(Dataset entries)
= = = =
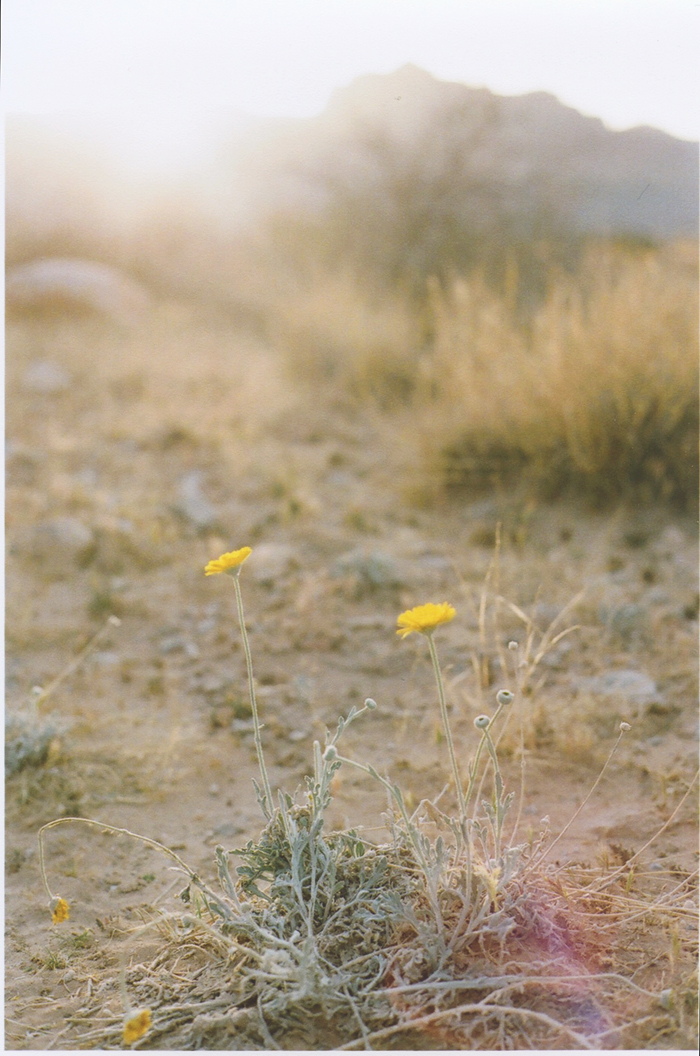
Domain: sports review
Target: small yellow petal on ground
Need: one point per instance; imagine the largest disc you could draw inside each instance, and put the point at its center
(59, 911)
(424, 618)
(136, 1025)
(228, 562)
= = = =
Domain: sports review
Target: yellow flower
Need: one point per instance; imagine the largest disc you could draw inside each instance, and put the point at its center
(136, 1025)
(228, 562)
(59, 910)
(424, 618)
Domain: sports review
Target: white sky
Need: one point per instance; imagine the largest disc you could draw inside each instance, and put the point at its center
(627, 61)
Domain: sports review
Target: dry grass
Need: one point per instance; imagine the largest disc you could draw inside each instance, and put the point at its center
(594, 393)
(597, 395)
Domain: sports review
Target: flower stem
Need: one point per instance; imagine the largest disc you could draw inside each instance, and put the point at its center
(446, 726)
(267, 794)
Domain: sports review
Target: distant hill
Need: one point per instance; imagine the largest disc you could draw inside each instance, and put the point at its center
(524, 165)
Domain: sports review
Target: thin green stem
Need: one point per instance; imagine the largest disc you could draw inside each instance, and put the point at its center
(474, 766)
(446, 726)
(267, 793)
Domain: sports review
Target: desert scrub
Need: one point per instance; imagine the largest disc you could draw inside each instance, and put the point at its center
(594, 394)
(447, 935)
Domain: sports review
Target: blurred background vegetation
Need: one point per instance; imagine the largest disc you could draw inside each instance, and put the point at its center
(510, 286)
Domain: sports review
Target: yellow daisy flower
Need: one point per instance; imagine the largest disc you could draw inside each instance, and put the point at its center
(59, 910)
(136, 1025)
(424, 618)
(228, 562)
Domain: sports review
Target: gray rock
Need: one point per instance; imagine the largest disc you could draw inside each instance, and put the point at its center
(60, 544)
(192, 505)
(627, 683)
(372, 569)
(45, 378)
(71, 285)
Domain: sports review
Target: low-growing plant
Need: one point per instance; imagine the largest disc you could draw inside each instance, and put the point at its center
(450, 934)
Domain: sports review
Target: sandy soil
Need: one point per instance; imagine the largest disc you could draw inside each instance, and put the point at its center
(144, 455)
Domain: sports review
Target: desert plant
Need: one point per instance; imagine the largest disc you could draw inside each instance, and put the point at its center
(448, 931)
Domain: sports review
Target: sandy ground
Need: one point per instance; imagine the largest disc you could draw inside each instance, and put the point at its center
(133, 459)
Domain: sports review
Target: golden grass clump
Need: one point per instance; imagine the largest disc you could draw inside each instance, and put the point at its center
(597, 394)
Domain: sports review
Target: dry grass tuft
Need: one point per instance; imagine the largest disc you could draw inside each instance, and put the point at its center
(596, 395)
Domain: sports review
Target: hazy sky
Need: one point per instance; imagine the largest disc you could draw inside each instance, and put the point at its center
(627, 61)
= = = =
#### Exercise brief:
Locate every line in the records above that contains the word "plant", and copy each of those lines. Case counts when matching.

#### Worked answer:
Target: low-growing plant
Target: desert plant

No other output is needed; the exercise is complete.